__THE PROBLEM__
Can you lay out all of the following material as a two-column CSV with the headers "instruction" and "points", one row per request, putting each request's text and its answer in their own quoted field with any line breaks replaced by spaces? Leave the pictures out.
++++++++
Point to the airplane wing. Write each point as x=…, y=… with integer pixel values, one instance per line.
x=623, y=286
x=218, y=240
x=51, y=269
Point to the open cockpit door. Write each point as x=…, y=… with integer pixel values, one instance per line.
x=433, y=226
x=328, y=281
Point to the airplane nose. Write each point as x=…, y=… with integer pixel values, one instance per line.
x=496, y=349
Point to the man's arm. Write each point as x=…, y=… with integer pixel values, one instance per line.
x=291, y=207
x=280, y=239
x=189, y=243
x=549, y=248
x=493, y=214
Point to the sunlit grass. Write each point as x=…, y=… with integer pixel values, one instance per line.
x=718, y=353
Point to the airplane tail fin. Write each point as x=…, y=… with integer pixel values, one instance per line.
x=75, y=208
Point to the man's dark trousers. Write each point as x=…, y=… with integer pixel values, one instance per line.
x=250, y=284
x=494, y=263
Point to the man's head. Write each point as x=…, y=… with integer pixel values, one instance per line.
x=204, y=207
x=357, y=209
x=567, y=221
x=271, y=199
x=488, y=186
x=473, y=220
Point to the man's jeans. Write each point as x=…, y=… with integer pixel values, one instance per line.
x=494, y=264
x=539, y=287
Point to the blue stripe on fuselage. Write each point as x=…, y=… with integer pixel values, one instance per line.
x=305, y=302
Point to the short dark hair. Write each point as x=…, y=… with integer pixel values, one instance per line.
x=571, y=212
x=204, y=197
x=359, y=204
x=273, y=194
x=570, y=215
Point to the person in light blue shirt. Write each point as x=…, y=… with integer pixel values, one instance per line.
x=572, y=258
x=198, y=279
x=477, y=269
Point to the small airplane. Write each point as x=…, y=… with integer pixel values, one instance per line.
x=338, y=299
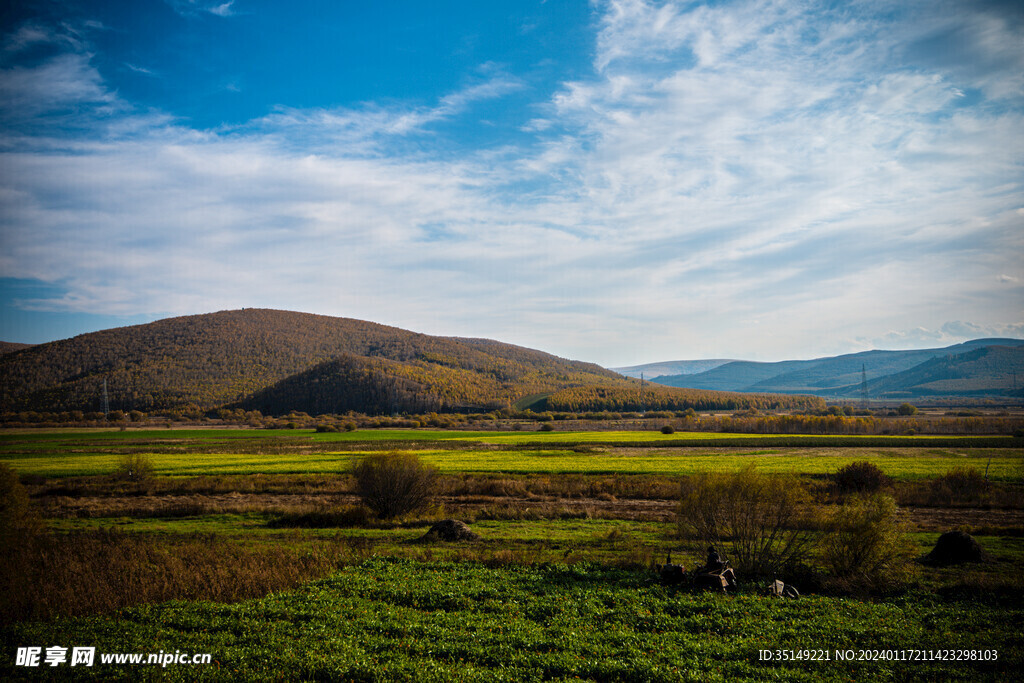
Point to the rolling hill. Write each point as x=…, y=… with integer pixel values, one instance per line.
x=217, y=358
x=669, y=368
x=955, y=371
x=276, y=361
++++++++
__OUTPUT__
instruction,points
"Point to the airplane wing. Write each point as x=…, y=… with integer pixel values, one instance per line.","x=623, y=286 x=218, y=240 x=51, y=269"
"Point to the open cockpit door. Write each point as x=…, y=… with integer pixel values, one instance per line.","x=433, y=226 x=328, y=281"
"Point to the airplane nose. Write each point as x=…, y=… with integer pixel values, one instance per line.","x=496, y=349"
"Point to the man's arm. Write each point as x=…, y=… with integer pixel values, one instance per line.","x=291, y=207 x=280, y=239 x=189, y=243 x=549, y=248 x=493, y=214"
"Point to the sunlit grass. Write each point as x=…, y=… with integer pixel values, one instance per line.","x=718, y=353"
"Point to the airplane tail fin. Write each point as x=…, y=… with integer pixel values, one instance per line.","x=75, y=208"
"Point to the man's dark trousers. Write each point as x=…, y=… with integer pixel values, one instance per line.","x=250, y=284 x=494, y=263"
"Point to the man's head. Write each point as x=…, y=… with integer pixel values, one instance per line.","x=204, y=207 x=357, y=209 x=567, y=221 x=271, y=199 x=488, y=186 x=473, y=220"
"Point to the man's jeans. Write each point as x=…, y=… with integer pixel values, one instance per line.","x=494, y=264 x=539, y=287"
"Point to the blue stripe on fuselage. Write each point as x=…, y=… with integer pixel values, one instance per line.","x=305, y=302"
"Point to the short dark hair. Write each point as x=…, y=… with integer pixel values, one instance per line.","x=571, y=212 x=204, y=197 x=359, y=204 x=273, y=194 x=570, y=215"
"Point to the person in light blue shirt. Write each point as x=…, y=… with integer pixel values, one instance per line.","x=572, y=258 x=198, y=279 x=477, y=269"
"Point to the small airplane. Write each point as x=…, y=… with integer pixel values, one instance per line.","x=338, y=299"
"Point to the rolling hill. Write each point as x=…, y=… with integer pixel values, one instance per line.","x=217, y=358 x=669, y=368 x=955, y=371 x=276, y=361"